What to work on => Reproduce the stretch of records from the start through the line containing "pixel 472 325". Include both ends.

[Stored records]
···
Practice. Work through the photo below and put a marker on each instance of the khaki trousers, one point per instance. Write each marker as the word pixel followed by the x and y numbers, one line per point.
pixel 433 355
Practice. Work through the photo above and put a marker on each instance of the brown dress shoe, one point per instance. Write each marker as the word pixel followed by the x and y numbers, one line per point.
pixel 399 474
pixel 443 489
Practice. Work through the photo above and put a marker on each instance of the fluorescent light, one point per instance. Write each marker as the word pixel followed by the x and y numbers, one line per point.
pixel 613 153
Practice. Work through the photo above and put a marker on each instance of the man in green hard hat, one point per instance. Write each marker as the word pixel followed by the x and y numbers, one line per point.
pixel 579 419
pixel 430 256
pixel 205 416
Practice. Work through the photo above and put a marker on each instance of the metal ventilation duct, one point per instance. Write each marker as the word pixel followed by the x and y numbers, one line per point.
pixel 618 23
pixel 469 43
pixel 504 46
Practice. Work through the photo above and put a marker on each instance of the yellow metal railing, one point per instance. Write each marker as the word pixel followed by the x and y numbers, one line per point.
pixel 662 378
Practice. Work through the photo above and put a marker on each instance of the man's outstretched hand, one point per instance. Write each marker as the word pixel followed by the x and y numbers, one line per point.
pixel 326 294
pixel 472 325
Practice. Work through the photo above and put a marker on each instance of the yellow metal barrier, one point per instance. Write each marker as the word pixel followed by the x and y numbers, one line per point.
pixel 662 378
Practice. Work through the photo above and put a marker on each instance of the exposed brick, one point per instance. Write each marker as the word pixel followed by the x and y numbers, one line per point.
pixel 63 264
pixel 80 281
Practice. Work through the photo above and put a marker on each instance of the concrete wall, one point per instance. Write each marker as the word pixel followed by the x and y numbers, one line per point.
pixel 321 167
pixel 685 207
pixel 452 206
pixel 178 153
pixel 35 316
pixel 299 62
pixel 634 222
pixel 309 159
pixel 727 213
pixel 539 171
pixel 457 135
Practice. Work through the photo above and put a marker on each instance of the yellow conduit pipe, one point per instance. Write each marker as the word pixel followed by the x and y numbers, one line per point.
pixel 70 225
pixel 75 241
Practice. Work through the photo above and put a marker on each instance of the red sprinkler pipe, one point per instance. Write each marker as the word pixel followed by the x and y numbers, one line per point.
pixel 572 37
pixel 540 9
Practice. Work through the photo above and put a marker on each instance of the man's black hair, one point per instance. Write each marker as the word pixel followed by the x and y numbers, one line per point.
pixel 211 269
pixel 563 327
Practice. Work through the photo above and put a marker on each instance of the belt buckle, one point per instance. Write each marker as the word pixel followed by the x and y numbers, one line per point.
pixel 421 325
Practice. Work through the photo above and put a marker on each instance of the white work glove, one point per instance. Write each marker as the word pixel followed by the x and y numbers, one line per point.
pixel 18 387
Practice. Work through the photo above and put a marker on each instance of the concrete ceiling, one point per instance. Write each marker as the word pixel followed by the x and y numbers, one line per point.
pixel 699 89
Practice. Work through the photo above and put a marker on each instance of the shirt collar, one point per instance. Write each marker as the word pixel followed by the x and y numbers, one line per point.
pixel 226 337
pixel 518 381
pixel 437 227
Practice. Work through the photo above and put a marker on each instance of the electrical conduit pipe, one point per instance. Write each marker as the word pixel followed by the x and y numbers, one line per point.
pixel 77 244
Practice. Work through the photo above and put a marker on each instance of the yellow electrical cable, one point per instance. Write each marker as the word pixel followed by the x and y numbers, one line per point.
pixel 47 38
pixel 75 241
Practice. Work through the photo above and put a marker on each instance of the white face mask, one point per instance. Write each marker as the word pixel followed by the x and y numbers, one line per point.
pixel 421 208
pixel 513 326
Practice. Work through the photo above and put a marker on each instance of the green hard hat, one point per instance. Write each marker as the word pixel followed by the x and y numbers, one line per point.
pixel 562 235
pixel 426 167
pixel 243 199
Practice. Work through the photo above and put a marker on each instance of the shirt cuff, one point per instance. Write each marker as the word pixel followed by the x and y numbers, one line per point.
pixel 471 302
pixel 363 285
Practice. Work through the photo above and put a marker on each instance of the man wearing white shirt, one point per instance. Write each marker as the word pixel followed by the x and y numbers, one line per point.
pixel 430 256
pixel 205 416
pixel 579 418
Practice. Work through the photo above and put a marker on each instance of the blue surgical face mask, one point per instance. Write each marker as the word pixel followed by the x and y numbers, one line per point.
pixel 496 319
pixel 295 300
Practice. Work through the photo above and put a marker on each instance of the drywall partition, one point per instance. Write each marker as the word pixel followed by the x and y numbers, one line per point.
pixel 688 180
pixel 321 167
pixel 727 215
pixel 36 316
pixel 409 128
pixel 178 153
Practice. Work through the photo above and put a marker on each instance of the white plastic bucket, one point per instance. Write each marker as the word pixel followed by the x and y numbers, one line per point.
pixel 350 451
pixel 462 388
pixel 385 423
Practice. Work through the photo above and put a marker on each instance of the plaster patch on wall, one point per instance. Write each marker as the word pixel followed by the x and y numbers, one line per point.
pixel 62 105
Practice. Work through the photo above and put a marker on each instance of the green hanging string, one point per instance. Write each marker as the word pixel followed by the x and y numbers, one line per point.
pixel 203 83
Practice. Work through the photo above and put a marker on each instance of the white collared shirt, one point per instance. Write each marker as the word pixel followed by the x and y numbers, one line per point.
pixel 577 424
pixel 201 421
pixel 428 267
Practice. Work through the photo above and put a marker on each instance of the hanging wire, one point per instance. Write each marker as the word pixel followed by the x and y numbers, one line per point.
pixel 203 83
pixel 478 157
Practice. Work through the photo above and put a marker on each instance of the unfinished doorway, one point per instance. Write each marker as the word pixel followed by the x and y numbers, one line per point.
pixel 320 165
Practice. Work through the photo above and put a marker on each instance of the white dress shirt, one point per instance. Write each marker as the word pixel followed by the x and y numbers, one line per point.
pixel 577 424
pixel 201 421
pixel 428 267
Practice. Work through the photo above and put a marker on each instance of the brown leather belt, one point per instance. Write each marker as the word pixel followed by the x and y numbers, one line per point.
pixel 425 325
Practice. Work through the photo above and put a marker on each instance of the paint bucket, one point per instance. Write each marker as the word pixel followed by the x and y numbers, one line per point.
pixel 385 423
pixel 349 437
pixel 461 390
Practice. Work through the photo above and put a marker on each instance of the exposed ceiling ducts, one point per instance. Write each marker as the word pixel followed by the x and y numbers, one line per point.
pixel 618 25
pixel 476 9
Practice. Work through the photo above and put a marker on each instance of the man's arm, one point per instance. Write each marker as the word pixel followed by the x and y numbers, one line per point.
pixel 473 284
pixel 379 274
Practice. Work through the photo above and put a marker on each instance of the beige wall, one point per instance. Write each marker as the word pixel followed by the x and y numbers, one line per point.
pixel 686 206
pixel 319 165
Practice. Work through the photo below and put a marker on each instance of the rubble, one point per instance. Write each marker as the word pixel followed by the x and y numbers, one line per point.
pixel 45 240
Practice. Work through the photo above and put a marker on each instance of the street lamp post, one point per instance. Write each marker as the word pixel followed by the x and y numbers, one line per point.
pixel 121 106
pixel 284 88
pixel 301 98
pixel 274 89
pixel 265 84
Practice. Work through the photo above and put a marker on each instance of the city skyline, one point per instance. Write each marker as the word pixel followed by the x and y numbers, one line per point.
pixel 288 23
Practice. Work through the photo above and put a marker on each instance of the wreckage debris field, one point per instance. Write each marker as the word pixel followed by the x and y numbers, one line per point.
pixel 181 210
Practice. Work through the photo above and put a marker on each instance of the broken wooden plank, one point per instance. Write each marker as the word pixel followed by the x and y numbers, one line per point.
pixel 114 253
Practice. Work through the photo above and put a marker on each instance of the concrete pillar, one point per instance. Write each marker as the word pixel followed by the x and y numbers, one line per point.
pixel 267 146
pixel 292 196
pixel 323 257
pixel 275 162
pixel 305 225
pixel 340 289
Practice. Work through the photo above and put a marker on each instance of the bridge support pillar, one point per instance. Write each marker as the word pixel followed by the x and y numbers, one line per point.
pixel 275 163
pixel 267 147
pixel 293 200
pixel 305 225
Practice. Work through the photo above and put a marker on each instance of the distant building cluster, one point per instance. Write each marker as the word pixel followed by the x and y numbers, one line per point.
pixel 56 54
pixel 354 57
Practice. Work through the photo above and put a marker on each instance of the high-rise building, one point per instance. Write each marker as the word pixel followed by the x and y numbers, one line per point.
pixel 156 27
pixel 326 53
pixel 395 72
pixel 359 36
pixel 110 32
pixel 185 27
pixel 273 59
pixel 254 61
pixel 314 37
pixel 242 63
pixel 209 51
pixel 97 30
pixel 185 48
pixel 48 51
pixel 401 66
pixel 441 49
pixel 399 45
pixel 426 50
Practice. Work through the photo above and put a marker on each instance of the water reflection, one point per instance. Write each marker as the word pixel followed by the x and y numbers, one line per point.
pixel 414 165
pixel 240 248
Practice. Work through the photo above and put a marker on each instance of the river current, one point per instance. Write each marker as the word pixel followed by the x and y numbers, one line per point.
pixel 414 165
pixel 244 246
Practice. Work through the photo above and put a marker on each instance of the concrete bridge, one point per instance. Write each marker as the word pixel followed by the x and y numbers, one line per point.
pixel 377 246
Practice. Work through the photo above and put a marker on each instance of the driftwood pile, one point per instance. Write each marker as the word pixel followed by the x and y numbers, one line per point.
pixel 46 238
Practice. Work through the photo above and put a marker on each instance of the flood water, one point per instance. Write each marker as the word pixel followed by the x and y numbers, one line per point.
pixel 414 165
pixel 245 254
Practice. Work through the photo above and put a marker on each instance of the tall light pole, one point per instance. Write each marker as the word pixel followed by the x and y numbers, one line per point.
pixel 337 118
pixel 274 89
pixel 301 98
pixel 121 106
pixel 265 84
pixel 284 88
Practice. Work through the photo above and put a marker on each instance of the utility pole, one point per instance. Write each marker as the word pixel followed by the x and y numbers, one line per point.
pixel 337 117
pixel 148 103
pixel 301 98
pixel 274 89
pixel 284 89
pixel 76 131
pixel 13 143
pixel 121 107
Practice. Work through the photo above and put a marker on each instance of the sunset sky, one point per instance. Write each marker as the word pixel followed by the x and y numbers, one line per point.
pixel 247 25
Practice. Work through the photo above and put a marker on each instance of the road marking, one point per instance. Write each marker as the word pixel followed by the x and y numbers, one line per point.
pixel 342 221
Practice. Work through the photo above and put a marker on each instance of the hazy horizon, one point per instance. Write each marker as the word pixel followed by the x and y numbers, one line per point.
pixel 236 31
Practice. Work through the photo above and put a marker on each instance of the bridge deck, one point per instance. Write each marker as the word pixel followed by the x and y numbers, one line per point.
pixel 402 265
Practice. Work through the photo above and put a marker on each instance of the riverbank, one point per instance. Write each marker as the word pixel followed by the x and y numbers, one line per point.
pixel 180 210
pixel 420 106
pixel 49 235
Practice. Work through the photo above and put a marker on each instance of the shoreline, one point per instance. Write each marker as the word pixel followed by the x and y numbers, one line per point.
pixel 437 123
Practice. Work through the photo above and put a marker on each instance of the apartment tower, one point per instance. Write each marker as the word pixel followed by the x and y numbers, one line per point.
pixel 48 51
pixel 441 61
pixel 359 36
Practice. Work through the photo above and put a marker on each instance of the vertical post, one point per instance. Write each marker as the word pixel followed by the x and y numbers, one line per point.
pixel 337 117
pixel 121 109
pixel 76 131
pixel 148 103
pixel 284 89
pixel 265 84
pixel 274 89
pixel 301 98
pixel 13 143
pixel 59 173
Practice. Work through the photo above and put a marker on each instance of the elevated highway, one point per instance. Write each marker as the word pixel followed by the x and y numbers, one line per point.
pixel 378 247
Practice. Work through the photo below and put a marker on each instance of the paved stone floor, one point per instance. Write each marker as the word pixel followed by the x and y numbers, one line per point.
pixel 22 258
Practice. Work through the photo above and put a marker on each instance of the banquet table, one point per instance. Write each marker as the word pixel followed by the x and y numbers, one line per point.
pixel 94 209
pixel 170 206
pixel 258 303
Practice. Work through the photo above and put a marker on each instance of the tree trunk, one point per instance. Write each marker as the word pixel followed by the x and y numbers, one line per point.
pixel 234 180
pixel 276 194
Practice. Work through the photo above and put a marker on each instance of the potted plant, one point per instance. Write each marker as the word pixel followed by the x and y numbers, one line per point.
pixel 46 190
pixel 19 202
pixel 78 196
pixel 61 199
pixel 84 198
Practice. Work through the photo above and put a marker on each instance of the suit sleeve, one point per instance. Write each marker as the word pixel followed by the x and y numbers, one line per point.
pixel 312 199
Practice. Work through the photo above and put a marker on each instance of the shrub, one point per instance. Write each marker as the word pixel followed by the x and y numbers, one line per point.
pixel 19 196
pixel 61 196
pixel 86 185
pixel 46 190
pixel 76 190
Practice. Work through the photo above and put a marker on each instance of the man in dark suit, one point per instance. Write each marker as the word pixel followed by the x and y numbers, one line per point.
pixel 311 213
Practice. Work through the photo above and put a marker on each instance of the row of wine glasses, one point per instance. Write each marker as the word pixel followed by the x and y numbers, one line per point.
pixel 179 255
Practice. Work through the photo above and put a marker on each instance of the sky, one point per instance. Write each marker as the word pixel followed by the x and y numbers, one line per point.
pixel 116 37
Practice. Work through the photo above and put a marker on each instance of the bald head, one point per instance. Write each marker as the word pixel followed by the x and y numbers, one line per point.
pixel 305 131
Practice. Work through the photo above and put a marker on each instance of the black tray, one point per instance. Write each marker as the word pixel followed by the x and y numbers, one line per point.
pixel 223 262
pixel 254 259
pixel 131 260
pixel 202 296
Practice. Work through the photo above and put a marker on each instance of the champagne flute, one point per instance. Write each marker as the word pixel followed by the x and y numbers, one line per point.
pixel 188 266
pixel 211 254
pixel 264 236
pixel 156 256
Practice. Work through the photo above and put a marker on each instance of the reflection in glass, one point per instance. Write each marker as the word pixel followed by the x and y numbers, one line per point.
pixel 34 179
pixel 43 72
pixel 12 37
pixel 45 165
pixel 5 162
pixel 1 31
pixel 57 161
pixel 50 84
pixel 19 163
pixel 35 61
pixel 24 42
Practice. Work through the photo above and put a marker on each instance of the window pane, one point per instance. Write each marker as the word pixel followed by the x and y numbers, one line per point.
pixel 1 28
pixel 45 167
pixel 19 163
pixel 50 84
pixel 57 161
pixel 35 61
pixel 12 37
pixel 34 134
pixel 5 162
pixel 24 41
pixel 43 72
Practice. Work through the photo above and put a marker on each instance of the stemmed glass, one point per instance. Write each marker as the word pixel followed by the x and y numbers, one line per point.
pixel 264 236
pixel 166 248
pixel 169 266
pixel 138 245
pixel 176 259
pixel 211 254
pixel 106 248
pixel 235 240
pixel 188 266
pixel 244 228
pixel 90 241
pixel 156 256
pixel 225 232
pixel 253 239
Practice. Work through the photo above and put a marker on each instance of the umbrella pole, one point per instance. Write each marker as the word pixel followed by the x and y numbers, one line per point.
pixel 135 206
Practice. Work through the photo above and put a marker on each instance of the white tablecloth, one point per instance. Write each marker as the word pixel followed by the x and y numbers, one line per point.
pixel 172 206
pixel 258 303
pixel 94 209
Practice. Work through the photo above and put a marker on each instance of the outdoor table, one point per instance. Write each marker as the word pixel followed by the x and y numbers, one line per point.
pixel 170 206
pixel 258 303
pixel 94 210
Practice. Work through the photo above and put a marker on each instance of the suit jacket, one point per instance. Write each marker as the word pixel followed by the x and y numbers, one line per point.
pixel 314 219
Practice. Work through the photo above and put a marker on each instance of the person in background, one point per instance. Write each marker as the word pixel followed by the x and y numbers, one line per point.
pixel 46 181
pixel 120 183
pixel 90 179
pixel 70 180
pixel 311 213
···
Output =>
Practice. Work through the photo below and put a marker on each instance of the khaki trousers, one point per instance. Write each marker as the word pixel followed by the x and y numbers, one line per point.
pixel 433 355
Practice. Work through the photo above and put a marker on each instance of the brown dress shoe, one point per instance. Write each marker as the word pixel followed by the x and y numbers, one line per point.
pixel 399 474
pixel 443 489
Practice. Work through the photo above and put a marker on each instance of the fluorescent light, one point per instance. Write each marker as the word pixel followed by the x and y numbers, one line per point.
pixel 613 153
Practice. Work through the photo above and put a marker on each instance of the man in green hard hat, one point per instance. Write each marker as the word pixel followed by the x and y numbers, one line per point.
pixel 579 419
pixel 430 256
pixel 205 416
Practice. Work through the photo above and put a marker on each instance of the metal ventilation duct, one point per instance. Write each marker as the word pixel followed by the x and y numbers, one line per point.
pixel 618 23
pixel 469 43
pixel 504 46
Practice. Work through the photo above and put a marker on each instance of the yellow metal railing, one point per instance. Write each marker as the word pixel followed by the x and y numbers, one line per point.
pixel 662 378
Practice. Work through the photo above and put a marker on each instance of the man's outstretched hand, one point per instance. Write each marker as the word pixel followed by the x and y numbers, one line per point.
pixel 326 294
pixel 472 325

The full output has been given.